What is expected:
Copy each of the following rows word for word.

Records supplied:
....
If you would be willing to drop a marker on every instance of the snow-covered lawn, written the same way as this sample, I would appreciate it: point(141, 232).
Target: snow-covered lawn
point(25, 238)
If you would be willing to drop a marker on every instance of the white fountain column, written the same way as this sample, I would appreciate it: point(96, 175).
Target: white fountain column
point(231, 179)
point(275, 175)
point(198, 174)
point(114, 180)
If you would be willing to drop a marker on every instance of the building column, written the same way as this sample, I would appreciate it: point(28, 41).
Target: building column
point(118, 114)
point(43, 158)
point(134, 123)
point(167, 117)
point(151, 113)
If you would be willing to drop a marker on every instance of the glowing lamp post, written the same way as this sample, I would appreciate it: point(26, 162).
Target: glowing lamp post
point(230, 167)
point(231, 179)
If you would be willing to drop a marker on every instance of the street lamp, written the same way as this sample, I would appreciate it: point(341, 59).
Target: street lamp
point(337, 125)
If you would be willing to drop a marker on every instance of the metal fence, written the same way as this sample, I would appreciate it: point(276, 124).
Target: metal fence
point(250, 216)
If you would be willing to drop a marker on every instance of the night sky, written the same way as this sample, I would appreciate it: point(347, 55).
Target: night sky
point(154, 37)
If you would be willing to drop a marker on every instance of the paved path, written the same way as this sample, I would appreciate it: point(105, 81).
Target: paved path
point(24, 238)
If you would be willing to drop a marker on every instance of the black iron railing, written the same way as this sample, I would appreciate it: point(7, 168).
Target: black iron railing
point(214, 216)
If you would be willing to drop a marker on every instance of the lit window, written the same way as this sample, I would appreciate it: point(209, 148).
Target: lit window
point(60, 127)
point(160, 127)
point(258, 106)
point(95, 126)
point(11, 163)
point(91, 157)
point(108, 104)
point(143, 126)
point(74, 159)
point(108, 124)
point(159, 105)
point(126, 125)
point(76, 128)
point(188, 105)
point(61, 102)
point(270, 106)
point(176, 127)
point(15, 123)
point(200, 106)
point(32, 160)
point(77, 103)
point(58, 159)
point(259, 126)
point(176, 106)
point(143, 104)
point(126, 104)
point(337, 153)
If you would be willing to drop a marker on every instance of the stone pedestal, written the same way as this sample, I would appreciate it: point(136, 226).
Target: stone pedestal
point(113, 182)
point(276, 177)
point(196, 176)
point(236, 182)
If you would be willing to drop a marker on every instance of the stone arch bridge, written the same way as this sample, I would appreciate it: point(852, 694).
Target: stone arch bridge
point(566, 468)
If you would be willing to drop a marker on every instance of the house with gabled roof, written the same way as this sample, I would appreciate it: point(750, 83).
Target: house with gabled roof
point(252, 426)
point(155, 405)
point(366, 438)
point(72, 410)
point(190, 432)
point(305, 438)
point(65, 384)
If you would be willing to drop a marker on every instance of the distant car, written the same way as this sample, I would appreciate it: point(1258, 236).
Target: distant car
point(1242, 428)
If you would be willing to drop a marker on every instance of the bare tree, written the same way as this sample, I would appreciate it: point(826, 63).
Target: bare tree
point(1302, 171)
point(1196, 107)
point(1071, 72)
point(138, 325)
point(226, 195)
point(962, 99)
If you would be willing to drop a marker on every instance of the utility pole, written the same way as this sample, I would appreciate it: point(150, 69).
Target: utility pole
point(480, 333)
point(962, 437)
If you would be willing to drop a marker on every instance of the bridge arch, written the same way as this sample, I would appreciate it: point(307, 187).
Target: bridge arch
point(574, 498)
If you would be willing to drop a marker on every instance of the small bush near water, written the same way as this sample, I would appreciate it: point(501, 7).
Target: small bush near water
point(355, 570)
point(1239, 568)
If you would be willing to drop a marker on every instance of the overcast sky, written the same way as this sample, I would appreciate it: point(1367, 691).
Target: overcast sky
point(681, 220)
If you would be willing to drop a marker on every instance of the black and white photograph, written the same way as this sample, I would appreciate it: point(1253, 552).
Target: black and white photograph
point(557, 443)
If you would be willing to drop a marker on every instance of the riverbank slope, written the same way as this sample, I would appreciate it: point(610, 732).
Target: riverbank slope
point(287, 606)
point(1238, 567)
....
Problem solution:
If you would be willing to drop a marker on every instance of the snow-covered lawn, written the same way as this sample, I would appreciate it: point(141, 232).
Target: snow-covered lawn
point(25, 238)
If you would be willing to drop a marker on every instance of the white fountain column, written the same way as this sample, I would appreciate it: point(96, 175).
Target: white fountain column
point(231, 179)
point(275, 175)
point(198, 174)
point(114, 180)
If you would be willing to drop a marker on every instance of the building column, written the same way as this sample, I would appreciate it: point(28, 41).
Target: building column
point(118, 114)
point(43, 158)
point(134, 123)
point(167, 117)
point(151, 113)
If you would be willing to drop a marker on every instance of the glowing lamp post, written the same way as this sample, I would appreciate it: point(26, 162).
Target: glowing lamp post
point(230, 167)
point(231, 179)
If you would be willing to drop a marker on every instance of the street lamp, written the same way as this sample, I would appreciate it: point(341, 59).
Target: street lamp
point(337, 125)
If you would be willing to drop a marker on every instance of the metal fence, written the same way as this sample, I would appreciate it: point(276, 124).
Target: metal fence
point(250, 216)
If you would be willing to drop a marker on every instance of the night sky, written the same way as this sample, I would appreciate it: point(347, 55).
Target: night sky
point(154, 37)
If you would be willing to drop a marker on every instance of the paved path, written the same way as this sample, I would appreciate it: point(105, 81).
Target: paved path
point(24, 238)
If you would be willing to drop a marker on every instance of the black iron railing, written the same way as this sample, I would appreciate it: point(7, 168).
Target: black iron railing
point(214, 216)
If you would be willing to drop a marker on every instance of the lit window, written the same way as this sample, I would appreciate it: point(209, 148).
Target: lit window
point(60, 127)
point(160, 127)
point(258, 106)
point(95, 126)
point(11, 163)
point(91, 157)
point(108, 104)
point(143, 126)
point(74, 159)
point(108, 124)
point(159, 105)
point(126, 125)
point(76, 128)
point(188, 105)
point(61, 102)
point(270, 106)
point(176, 127)
point(15, 123)
point(200, 106)
point(32, 160)
point(77, 103)
point(58, 159)
point(259, 126)
point(176, 106)
point(143, 104)
point(126, 104)
point(337, 153)
If you would be willing to drop a marker on every instance of the stone pedestal, written the same way as this sample, I would appreciate it: point(136, 226).
Target: stone pedestal
point(113, 182)
point(276, 177)
point(196, 176)
point(236, 182)
If you would be willing to drop a marker on every instance of the stone arch bridge, written the same way as this sample, I would appreciate it: point(852, 694).
Target: stone arch bridge
point(566, 468)
If you would be willing to drop a marker on every instance of the house with gabled roof, written the same way as this sample, I would appreciate it: point(750, 83).
Target: house with gabled roof
point(252, 426)
point(155, 405)
point(366, 438)
point(72, 410)
point(190, 432)
point(305, 438)
point(65, 384)
If you would be willing to drop a marker on every instance of the distant car, written the same way as this sample, I would appreciate it: point(1258, 236).
Target: distant car
point(1242, 428)
If you would be willing to drop a marker on every instance of the bare tree, written the same way as this sample, I would appreciate it: point(826, 63).
Target: bare tree
point(1302, 171)
point(1196, 107)
point(1071, 72)
point(138, 325)
point(226, 195)
point(962, 99)
If you would be willing to drop a marker on every instance of the utility pole, written the same way as this sample, I would appreciate it: point(150, 69).
Target: utility pole
point(480, 333)
point(962, 437)
If you would be willing to drop a marker on every instance of the bridge arch, written the same way as this sample, I would appreciate it: point(307, 187).
Target: bridge arch
point(574, 498)
If you would be willing to drop a marker on every instance of the small bush near water, written the same way as this sample, I would appreciate it: point(501, 7).
Target: small bush near water
point(355, 570)
point(1239, 568)
If you would be willing to drop a marker on every instance of the overcast sky, written the same way as this sample, I would appreciate it: point(1367, 691).
Target: overcast sky
point(681, 220)
If you would be willing to drop a marker on every instance of the black and white photograph, written the same way as this sample, I would appreciate it: point(1253, 552).
Target: black and white photograph
point(557, 443)
If you would be willing to drop a marker on every instance of the riverbank slope, written the same way as this sample, I would appreciate it: point(610, 732).
Target: riverbank slope
point(287, 606)
point(1238, 567)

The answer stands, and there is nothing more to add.